▶ _Your assignment_
Retype every record below exactly as it appears.

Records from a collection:

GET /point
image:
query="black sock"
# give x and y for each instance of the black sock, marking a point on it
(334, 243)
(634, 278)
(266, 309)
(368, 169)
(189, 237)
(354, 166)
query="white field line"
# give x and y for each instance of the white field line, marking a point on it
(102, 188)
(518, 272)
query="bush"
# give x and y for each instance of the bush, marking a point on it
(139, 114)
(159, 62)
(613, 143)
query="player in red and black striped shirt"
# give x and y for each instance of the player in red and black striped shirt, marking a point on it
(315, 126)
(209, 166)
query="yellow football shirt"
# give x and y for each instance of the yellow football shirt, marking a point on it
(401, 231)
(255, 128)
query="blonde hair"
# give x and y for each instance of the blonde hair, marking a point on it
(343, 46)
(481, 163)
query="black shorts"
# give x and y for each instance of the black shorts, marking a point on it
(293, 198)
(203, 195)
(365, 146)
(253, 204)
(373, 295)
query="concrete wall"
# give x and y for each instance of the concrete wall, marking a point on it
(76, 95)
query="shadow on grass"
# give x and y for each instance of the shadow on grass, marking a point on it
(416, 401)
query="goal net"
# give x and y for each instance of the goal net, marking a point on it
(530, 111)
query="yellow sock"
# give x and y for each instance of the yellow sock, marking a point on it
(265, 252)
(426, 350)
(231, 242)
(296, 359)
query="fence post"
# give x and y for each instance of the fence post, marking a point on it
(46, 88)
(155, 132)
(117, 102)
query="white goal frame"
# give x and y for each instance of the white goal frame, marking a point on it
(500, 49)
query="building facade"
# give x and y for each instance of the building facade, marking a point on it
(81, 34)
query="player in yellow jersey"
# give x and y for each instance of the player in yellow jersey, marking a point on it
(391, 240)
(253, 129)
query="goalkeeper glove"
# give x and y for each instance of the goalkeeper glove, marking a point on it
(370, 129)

▶ _Result of the task_
GET /point
image:
query="black sock"
# give x and y for each instance of the black sock, marking a point on it
(334, 243)
(634, 278)
(266, 309)
(368, 169)
(189, 237)
(354, 166)
query="white field line"
# give x and y for each instance of the white field line, marking a point on it
(102, 188)
(518, 272)
query="bush"
# give x and y for each instance of the bush, marking a point on it
(139, 114)
(159, 62)
(613, 143)
query="player in red and black striped shirt"
# give x and y for each instance of the player in red and black striped shirt, marking a point on it
(315, 126)
(209, 166)
query="yellow football shirt"
# give x and y for each instance of the yellow football shirt, marking a point on it
(401, 231)
(255, 128)
query="blonde hair"
# give x and y for each instance of the blonde hair, marking a point on it
(343, 46)
(481, 163)
query="black shorts"
# give x and y for each instance of the black shorts, marking a point on it
(293, 198)
(203, 195)
(365, 146)
(253, 204)
(373, 295)
query="concrete wall"
# give x and y for each instance of the concrete wall, marking a point on it
(76, 95)
query="shadow on grass"
# give x and y for each instance of the shadow on grass, marking a point on it
(416, 401)
query="goal net"
# give x and y for each instance of the goal net, marking a point on it
(530, 111)
query="yellow sock"
# give x and y for each instance of the yellow sock, marking a point on it
(265, 252)
(426, 350)
(231, 242)
(296, 359)
query="fence post"
# give x and y for each instance of the fence post, marking a point on it
(46, 88)
(155, 132)
(117, 102)
query="white goal frame"
# give x and y for each instance of the white goal frame, marking a point on it
(500, 49)
query="building facade"
# give x and y for each instance of the building facade, marking a point on it
(81, 34)
query="player in yellow jersey"
# give x and y for each instance of the player in yellow jersey, marking a point on it
(391, 240)
(253, 129)
query="goalkeeper glove"
# give x and y for each instance of the goalkeeper glove, marking a point on it
(370, 129)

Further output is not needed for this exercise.